▶ **Work to complete**
Below are lines of data; restate word for word those running from the line containing "Target: distant mountain" to the line containing "Target: dark suit jacket", inclusive, and no others.

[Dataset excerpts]
Start of Block

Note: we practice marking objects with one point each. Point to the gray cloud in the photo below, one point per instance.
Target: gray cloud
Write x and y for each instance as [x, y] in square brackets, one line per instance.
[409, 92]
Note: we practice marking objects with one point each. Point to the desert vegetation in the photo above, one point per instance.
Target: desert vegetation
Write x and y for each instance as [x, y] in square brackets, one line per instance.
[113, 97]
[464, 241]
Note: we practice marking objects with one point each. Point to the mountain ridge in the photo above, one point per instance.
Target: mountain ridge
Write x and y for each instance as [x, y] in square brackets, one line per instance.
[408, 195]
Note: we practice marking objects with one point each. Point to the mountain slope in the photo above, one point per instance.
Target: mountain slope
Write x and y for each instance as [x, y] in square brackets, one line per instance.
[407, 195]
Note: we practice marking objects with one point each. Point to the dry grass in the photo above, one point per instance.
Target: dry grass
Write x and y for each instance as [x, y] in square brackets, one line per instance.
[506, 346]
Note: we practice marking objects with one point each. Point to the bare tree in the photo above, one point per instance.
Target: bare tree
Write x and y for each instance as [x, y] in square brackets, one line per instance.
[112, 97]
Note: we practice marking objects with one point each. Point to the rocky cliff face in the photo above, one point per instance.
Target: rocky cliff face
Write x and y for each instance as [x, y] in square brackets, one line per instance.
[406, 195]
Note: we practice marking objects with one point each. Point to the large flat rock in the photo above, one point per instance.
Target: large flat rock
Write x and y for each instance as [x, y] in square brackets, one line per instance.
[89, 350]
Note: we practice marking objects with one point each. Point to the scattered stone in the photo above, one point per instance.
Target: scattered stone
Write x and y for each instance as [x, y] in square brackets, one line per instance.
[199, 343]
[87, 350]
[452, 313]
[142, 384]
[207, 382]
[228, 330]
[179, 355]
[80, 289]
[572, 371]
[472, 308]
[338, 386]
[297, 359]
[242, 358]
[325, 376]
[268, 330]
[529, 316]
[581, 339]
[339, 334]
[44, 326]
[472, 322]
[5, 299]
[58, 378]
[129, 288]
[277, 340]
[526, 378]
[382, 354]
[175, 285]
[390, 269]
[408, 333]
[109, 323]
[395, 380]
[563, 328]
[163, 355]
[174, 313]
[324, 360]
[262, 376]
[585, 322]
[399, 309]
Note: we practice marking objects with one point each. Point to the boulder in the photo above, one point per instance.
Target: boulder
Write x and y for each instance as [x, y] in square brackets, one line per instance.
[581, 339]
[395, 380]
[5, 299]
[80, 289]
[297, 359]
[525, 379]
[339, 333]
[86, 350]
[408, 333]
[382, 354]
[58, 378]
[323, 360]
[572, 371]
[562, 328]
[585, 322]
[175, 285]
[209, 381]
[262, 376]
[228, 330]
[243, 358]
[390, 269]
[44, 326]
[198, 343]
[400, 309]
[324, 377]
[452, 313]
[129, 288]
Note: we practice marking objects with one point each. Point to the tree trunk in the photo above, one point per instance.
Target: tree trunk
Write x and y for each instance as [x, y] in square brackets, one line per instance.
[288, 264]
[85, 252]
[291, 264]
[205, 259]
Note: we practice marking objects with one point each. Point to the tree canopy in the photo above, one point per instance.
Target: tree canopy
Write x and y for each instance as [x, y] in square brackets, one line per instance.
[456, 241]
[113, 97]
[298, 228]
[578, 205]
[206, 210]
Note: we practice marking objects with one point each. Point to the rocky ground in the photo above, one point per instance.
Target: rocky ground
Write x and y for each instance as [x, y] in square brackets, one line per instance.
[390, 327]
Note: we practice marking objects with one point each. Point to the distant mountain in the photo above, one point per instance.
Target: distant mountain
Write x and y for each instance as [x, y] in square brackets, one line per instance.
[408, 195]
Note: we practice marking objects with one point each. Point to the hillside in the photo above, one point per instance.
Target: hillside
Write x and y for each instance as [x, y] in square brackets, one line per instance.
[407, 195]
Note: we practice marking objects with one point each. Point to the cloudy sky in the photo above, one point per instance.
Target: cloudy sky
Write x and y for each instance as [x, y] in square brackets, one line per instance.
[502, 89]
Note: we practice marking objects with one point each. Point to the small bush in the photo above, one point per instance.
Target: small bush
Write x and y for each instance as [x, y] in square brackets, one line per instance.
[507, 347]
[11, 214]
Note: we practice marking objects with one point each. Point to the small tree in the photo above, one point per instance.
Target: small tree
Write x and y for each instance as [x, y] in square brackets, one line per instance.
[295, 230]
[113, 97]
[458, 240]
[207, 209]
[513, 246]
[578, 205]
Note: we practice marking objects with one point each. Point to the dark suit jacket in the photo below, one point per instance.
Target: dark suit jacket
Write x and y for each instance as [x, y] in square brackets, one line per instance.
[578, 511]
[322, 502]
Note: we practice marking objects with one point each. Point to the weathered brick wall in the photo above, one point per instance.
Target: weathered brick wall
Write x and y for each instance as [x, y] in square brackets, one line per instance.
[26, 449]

End of Block
Start of Block

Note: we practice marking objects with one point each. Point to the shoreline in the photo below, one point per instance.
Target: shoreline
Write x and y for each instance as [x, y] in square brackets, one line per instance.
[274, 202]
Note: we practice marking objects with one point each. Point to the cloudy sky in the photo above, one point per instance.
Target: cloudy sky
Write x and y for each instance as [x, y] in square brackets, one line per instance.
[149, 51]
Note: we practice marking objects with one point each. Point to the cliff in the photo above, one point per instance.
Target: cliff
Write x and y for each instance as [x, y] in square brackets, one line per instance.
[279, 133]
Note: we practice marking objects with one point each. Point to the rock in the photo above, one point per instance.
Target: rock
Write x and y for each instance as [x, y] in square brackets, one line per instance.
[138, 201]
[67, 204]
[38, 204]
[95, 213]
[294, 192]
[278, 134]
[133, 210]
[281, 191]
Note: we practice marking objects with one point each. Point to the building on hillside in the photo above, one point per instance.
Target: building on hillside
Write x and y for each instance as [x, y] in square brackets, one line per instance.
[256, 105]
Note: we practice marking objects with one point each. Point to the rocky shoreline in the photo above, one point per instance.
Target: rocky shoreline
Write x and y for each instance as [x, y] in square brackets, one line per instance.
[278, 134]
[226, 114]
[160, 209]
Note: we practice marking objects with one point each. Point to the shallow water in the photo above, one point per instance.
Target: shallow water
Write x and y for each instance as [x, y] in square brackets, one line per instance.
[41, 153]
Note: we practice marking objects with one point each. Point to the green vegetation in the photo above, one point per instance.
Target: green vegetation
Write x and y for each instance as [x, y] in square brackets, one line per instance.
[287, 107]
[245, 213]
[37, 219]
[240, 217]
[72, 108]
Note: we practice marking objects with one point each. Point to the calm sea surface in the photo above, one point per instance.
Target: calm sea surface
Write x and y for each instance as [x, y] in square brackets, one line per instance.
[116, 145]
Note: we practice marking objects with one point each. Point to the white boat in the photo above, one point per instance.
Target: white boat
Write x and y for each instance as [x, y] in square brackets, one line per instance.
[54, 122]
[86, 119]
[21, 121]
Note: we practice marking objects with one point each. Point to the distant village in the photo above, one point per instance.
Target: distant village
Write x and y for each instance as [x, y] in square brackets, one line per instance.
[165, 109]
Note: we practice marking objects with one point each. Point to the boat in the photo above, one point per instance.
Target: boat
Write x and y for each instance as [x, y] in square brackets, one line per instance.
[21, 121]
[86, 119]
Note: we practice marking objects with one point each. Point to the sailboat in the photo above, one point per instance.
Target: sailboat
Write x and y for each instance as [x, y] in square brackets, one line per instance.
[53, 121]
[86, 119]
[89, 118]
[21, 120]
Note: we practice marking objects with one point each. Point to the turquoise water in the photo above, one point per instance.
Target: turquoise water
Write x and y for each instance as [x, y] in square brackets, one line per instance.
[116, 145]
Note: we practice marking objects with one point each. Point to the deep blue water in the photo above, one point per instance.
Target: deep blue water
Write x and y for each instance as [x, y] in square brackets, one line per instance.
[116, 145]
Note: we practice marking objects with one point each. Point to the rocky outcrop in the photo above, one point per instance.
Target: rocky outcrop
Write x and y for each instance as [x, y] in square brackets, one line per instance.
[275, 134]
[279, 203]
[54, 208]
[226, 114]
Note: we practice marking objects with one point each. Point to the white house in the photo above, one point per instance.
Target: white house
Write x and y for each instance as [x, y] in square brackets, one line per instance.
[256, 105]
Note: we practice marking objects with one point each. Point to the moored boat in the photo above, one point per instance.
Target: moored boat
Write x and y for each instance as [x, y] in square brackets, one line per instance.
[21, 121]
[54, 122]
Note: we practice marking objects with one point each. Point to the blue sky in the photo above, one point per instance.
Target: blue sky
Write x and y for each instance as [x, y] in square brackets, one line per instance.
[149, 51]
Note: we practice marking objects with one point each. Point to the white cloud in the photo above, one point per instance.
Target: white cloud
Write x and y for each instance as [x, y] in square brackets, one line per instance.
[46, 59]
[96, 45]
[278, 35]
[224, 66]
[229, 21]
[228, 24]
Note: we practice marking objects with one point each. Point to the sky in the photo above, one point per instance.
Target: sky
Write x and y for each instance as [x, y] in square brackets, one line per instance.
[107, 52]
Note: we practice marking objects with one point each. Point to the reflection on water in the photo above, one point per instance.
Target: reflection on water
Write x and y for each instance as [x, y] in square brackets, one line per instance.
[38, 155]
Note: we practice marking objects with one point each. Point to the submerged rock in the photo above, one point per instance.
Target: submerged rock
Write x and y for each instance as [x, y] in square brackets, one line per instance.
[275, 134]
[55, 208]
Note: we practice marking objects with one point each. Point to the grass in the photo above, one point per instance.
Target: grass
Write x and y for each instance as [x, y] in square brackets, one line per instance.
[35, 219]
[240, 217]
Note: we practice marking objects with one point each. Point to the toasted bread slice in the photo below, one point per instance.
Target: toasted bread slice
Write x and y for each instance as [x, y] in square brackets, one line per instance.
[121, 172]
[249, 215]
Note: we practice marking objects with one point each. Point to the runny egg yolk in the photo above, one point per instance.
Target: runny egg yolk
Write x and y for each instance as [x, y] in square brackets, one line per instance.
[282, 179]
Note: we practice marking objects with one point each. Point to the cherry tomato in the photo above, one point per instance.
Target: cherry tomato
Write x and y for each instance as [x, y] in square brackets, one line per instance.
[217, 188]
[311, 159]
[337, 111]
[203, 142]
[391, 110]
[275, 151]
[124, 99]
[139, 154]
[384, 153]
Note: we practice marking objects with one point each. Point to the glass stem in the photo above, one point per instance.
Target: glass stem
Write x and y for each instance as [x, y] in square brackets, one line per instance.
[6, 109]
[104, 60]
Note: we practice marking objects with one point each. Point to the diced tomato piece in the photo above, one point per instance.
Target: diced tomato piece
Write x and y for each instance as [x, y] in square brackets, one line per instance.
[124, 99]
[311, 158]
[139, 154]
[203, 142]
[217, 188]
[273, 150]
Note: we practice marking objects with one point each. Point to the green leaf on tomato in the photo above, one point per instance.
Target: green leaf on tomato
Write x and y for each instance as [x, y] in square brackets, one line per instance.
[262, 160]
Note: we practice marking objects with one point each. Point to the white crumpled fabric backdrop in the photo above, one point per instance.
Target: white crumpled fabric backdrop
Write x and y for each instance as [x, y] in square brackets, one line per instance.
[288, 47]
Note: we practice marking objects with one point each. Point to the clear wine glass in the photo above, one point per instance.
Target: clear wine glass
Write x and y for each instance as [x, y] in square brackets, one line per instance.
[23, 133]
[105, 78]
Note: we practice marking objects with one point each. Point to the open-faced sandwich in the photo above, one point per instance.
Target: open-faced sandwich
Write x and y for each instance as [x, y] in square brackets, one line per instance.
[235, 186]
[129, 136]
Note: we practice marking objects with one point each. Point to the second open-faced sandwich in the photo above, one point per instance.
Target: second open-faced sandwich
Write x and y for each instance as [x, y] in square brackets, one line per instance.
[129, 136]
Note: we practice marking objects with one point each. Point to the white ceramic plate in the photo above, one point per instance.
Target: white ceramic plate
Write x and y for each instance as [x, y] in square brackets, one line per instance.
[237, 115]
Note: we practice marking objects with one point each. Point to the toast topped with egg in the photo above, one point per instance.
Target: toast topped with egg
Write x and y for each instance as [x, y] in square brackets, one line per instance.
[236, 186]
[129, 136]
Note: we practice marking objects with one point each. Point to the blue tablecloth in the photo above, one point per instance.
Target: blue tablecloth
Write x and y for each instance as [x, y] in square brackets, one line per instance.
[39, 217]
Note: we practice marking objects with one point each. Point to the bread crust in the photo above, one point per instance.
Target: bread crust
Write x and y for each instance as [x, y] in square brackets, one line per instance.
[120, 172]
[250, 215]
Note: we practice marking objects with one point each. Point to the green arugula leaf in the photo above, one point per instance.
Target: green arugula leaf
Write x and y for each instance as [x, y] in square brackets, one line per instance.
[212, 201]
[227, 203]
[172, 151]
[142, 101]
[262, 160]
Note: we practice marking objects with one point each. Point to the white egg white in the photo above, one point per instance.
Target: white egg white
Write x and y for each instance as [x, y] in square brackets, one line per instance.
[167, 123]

End of Block

▶ **Written answer**
Target: distant mountain
Write x and y for each instance as [x, y] in square brackets, one line per instance.
[408, 195]
Note: we practice marking objects with one point each. Point to the hillside in the photo above, one point per instance.
Target: hillside
Write x and y for each instance as [x, y] in square brackets, one line per instance.
[407, 195]
Note: we practice marking objects with one point each. Point to the cloudy sky in the photo above, one point per instance.
Target: cloudy sky
Write x and y for each instance as [x, y] in square brackets, one line per instance.
[502, 89]
Note: we practice marking objects with one point each. Point to the small bush in the photo above, one point per instance.
Target: small bush
Write x and y for each instance as [x, y] in square brackets, one line per instance.
[507, 347]
[11, 214]
Note: we practice marking objects with one point each. Point to the small tree in the photo above, one point per instance.
Target: small tree
Write x and y for each instance as [x, y] in square brackets, one line per instance.
[295, 230]
[113, 97]
[458, 240]
[207, 209]
[513, 246]
[578, 205]
Note: we practice marking objects with one point each. Point to the dark suit jacket in the photo below, one point per instance.
Target: dark suit jacket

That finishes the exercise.